Your Career in Art – Show and Sell
Being professional means getting paid for what you do. If no one sees your artwork,
it can't earn you an income. How will you get your art shown?
Today's artists enjoy unprecedented opportunities to show their work to the public.
Join an online gallery, where membership is offered free or at a small charge.
Uploading photos of your artwork requires little or no technical skill. Put your
pictures up for sale on popular online auction and shopping websites such as eBay.
Get your own page in the various social media sites. Create your own online gallery.
Whichever of these options you choose, any will help to build your profile and may
earn you some credibility with gallery directors at a later stage.
1.Don't expect to sell anything online, unless at a very low price tag. Serious collectors do not buy online,
although they may surf art sites, on lookout for upcoming artists.
2.Don't do anything online that could jeopardise your reputation as a serious, emerging artist. Private galleries
are still your very best bet for building a career. Directors are serious folk.
——————————
-- Jobs --
a - From the page on showing and selling art, pull out the passage starting at "Uploading photos of" and ending at "such as eBay.", word for word.
b - Extend the page on showing and selling art, picking up right after its last sentence.
The entries after this point are separate material, unrelated to the page on showing and selling art.

-- Given data --
——————————
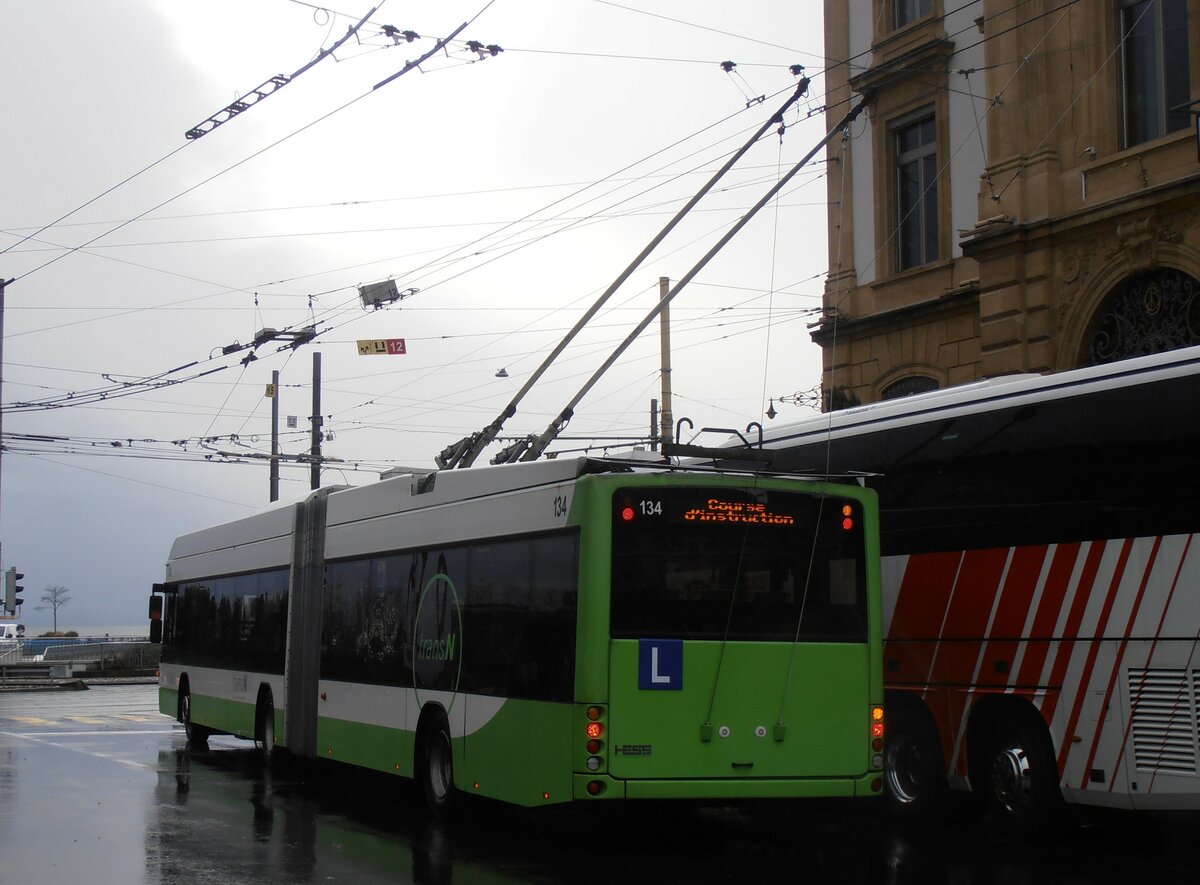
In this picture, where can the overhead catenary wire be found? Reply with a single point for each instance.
(467, 450)
(533, 449)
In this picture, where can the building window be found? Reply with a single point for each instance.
(1155, 70)
(909, 11)
(907, 386)
(1147, 313)
(915, 145)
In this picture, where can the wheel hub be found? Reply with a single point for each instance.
(1012, 777)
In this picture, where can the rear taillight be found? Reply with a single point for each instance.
(594, 732)
(877, 730)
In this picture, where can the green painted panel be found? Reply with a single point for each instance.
(235, 717)
(522, 756)
(376, 747)
(733, 697)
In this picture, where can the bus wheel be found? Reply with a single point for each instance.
(435, 765)
(912, 763)
(264, 728)
(197, 735)
(1023, 778)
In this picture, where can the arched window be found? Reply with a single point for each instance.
(907, 386)
(1147, 313)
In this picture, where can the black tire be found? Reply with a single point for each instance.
(197, 735)
(1021, 777)
(913, 764)
(264, 728)
(435, 765)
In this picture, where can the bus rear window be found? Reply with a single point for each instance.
(737, 564)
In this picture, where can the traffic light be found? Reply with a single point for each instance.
(11, 588)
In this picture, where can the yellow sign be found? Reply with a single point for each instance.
(369, 347)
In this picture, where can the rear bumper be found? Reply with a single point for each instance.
(868, 784)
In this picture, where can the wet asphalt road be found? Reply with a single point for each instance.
(97, 787)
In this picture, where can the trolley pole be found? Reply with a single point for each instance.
(275, 437)
(665, 344)
(315, 470)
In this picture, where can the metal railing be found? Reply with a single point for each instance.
(102, 655)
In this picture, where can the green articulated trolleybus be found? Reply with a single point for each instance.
(556, 631)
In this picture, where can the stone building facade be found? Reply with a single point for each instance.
(1023, 193)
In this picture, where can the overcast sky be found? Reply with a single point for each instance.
(509, 190)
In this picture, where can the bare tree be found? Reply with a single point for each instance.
(53, 598)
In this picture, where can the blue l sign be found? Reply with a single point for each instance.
(660, 664)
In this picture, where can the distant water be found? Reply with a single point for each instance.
(141, 631)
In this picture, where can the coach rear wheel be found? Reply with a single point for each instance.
(1023, 778)
(435, 765)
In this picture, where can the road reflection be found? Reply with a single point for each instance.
(222, 818)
——————————
-- Expected answers --
a -
Uploading photos of your artwork requires little or no technical skill. Put your
pictures up for sale on popular online auction and shopping websites such as eBay.

b -
Enter competitions and art fairs organised by your local council or regional charities. It's a chance to show your
work to a varied audience, among them will be some who can advance your career.
Community-minded people who sponsor such events are often collectors of art.
Directors and staff of private galleries often attend, keeping an eye out for promising new artists they think worth
Keeping your prices low at this early stage is likely to net you same sales. It's a boost to your morale and modesty
does no harm to your future prospects.
Keep working. You need to build up a body of work that will form the portfolio you'll take to your first interview
with a gallery director.
Keep thinking about what you want your art to 'say' to its viewers. These thoughts will come together as your
philosophy in art-making. The more you think about it, the more natural and true your 'Artist Statement' will be.
Keep healthy. You know the classic routine of adequate rest, exercise, healthy diet, along with a balance of
entertainment and pleasure.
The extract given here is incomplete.